Copy the entries below exactly. Images do not belong in the copy.

Point labeling examples:
□ □ □

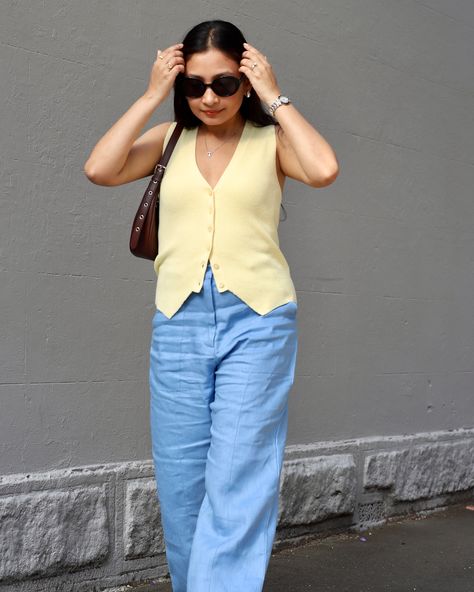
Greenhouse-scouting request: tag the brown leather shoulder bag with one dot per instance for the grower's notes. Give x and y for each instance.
(144, 234)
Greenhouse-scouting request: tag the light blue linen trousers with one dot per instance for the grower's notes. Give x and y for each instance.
(220, 375)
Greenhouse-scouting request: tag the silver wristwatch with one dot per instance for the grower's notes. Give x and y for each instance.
(281, 100)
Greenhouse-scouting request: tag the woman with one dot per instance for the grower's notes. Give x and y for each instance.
(224, 340)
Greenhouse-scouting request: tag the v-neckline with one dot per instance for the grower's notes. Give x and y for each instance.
(232, 158)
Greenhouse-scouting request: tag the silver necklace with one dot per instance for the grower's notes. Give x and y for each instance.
(211, 152)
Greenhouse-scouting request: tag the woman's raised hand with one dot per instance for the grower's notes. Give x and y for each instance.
(168, 64)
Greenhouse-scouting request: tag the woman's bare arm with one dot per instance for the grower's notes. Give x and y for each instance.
(118, 157)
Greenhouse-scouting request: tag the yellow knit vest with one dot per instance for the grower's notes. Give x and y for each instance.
(234, 226)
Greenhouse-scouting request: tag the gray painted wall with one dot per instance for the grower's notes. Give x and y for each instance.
(382, 260)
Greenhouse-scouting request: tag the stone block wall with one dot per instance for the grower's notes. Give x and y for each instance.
(89, 528)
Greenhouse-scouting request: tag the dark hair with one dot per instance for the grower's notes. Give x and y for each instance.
(229, 39)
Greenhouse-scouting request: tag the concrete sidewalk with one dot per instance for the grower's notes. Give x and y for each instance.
(418, 554)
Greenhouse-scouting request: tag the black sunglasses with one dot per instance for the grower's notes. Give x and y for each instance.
(225, 86)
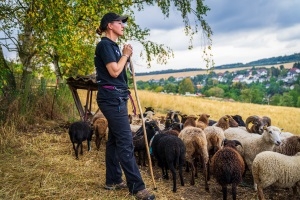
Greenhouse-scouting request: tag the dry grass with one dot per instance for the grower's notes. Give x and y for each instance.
(284, 117)
(40, 164)
(195, 73)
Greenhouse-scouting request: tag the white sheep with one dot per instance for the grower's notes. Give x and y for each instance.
(215, 139)
(272, 168)
(253, 143)
(195, 142)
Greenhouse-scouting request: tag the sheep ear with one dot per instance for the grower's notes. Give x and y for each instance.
(237, 143)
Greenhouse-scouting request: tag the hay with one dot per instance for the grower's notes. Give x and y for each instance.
(42, 165)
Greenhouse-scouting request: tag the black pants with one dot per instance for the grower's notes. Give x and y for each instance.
(119, 147)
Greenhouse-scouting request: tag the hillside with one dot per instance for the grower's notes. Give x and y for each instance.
(158, 76)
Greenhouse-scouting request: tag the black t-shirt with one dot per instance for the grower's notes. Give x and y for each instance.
(108, 51)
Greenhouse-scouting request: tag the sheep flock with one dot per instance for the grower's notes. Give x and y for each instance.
(224, 149)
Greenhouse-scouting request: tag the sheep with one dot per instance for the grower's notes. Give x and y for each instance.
(228, 167)
(190, 121)
(289, 146)
(272, 168)
(239, 120)
(80, 131)
(196, 146)
(169, 152)
(253, 143)
(258, 123)
(100, 127)
(203, 121)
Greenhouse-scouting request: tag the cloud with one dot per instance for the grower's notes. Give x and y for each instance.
(243, 31)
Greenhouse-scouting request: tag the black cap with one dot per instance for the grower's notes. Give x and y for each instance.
(110, 17)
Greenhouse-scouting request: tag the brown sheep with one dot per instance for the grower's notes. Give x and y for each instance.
(289, 146)
(100, 126)
(203, 121)
(190, 121)
(258, 124)
(196, 148)
(226, 121)
(228, 166)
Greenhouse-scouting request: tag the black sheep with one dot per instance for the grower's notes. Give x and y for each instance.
(228, 166)
(169, 151)
(80, 131)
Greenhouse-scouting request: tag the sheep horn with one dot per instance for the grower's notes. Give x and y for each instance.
(267, 120)
(237, 143)
(251, 119)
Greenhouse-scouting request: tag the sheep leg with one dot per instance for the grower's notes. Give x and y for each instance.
(208, 170)
(187, 167)
(144, 158)
(180, 175)
(139, 157)
(89, 145)
(193, 173)
(233, 191)
(164, 173)
(172, 168)
(205, 167)
(98, 140)
(81, 150)
(196, 168)
(76, 150)
(224, 191)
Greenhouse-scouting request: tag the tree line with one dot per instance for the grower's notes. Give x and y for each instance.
(273, 91)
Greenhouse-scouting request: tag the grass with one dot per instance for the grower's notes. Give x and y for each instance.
(40, 163)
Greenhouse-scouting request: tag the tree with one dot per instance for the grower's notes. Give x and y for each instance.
(171, 79)
(63, 32)
(186, 85)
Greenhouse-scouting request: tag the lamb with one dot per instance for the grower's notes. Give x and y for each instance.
(196, 147)
(169, 152)
(258, 123)
(100, 127)
(228, 167)
(80, 131)
(272, 168)
(253, 143)
(289, 146)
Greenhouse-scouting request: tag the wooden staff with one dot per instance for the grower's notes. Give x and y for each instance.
(143, 122)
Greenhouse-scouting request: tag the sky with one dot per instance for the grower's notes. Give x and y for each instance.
(243, 31)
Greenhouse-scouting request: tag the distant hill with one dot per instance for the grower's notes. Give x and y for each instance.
(265, 61)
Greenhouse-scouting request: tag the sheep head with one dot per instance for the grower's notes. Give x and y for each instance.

□ □ □

**Completed task**
Greenhouse-scouting request: tag the brown leather shoulder bag with one dot per instance for the grower's notes. Give x and y for each instance.
(144, 234)
Greenhouse-scouting request: tag the light blue linen trousers with one dot per instance for the grower's notes. Give x and y for each instance.
(220, 375)
Greenhouse-scouting request: tag the silver wristwatch with one dot per instance for the grower's notes. Give x and y for each instance.
(281, 100)
Greenhouse-scouting request: tag the woman with one dot per instance for the grower's notes. Give x and y for each instance.
(224, 340)
Greenhouse-scouting request: tag the v-neckline with one dot per instance for the grower's notes. Give x and y for each instance.
(232, 158)
Greenhouse-scouting request: tag the silver necklace with one dot per instance for the grower's notes. Give x and y for each instance.
(211, 152)
Greenhouse-scouting request: tag the woman's raised hand with one dot per instance for the grower's notes. Give x and y for each instance.
(168, 64)
Greenhouse-scouting request: tag the woman's bare arm with one dot per instance for the grower's notes. Give x and y for each instance.
(118, 157)
Greenhouse-scouting request: tag the yellow knit vest with one dot per instance for the grower's notes. Give x and y for each instance.
(234, 226)
Greenhouse-scouting request: tag the gray painted wall with one dot per instance for the grower's notes. Give x and y for each instance.
(382, 260)
Greenhouse-scouting request: tag the stone block wall with one dot per instance for the grower's notes. Give x and y for each instance.
(89, 528)
Greenhouse-scouting request: tag the dark hair with one dot per instance for the grower's notes. Give x and y for each instance.
(229, 39)
Greenhouse-scouting request: tag the concrete sidewalk with one dot per instance for the grower's notes. Give x and y for each instance.
(418, 554)
Greenhouse-scouting request: tag the black sunglasses with one dot per instance for the grower's notes. Give x and y for each instance.
(225, 86)
Greenhouse-scouting request: tag the dry grass with one dot per instance for the grower's notes. Give x and y for each instance.
(284, 117)
(40, 164)
(195, 73)
Greenhouse-scouting request: tag the white sheep with one dot per instance for the grower's notes. Give x and y for each instance.
(215, 139)
(272, 168)
(253, 143)
(195, 142)
Greenhouse-scouting request: tag the sheep ear with one dot per instance for the grower's notes. Give x and y for each instance.
(237, 143)
Greenhouse-scouting request: tag the hay with one dot per instance for the grower's notes. Give x and y for each instance.
(42, 165)
Greenhouse-scouting request: tag the black pants with one dot per instance for the grower's notes. Give x and y for each instance.
(119, 147)
Greenhouse-scouting request: tag the hillside with one dot per instance for the grower's notes. Give x and y for each instance.
(158, 76)
Greenhouse-scouting request: tag the black t-shirt with one dot per instance for the grower's notes. Give x and y for each instance.
(108, 51)
Greenhouse-scouting request: tag the sheep flock with one dot per instance for the grower's notes. Give x and y for each instance.
(224, 149)
Greenhouse-scouting request: tag the sheep with one dot per instance for the grower's notes. Give x and y for each instance.
(228, 167)
(190, 121)
(289, 146)
(272, 168)
(239, 120)
(80, 131)
(196, 146)
(169, 152)
(253, 143)
(258, 123)
(100, 127)
(203, 121)
Greenhouse-scouting request: tag the cloud with one dot per instance for the grower's notes. Give x and y for each instance.
(243, 31)
Greenhouse-scouting request: tag the black cap with one dot per instance for the grower's notes. Give x and y for each instance.
(110, 17)
Greenhouse-scouting request: tag the brown sheep with one dot per instance for the grower's notes. Give x and y for each instance.
(289, 146)
(100, 126)
(203, 121)
(190, 121)
(258, 124)
(196, 148)
(226, 121)
(228, 166)
Greenhouse-scouting request: tag the black sheep with one dot per instance for the grower's notes. Give x and y for each instance.
(228, 166)
(169, 151)
(80, 131)
Greenhouse-scouting request: tag the sheep horn with one dot per instance for the grower's notes. Give x and y for each instance.
(267, 120)
(237, 143)
(251, 119)
Greenhouse-scouting request: tag the sheep leg with one dot per instance for the grower's notes. Give x and y for each instance.
(208, 170)
(187, 167)
(144, 158)
(180, 175)
(139, 157)
(89, 145)
(193, 173)
(233, 191)
(164, 173)
(172, 168)
(205, 167)
(98, 140)
(81, 150)
(196, 168)
(76, 150)
(224, 191)
Greenhouse-scouting request: tag the tree line with one dot per instance for the grower's notes. Give x and y for each instance.
(273, 91)
Greenhouse-scouting request: tag the grass with one dot per instance for the grower's notes. Give x and y for each instance.
(40, 163)
Greenhouse-scouting request: tag the tree with one dot per instance for the grower's notes. Give x and y for each instance.
(171, 79)
(63, 32)
(186, 85)
Greenhouse-scouting request: tag the lamb with one dot per instance for the grower's notes. Give x and y for each instance.
(196, 147)
(169, 152)
(258, 123)
(100, 127)
(228, 167)
(80, 131)
(272, 168)
(253, 143)
(289, 146)
Greenhouse-scouting request: tag the wooden staff with one dot per instance for the grower's notes. Give x and y for each instance.
(143, 122)
Greenhouse-scouting request: tag the sky with one dot per instance for the grower's notes. Give x and y for each instance.
(243, 31)
Greenhouse-scouting request: tag the distant hill with one dot per instance for the grower's notes. Give x and y for each instance.
(265, 61)
Greenhouse-scouting request: tag the sheep head with one dot per instance for the grower's notes. Give x and y for each instance.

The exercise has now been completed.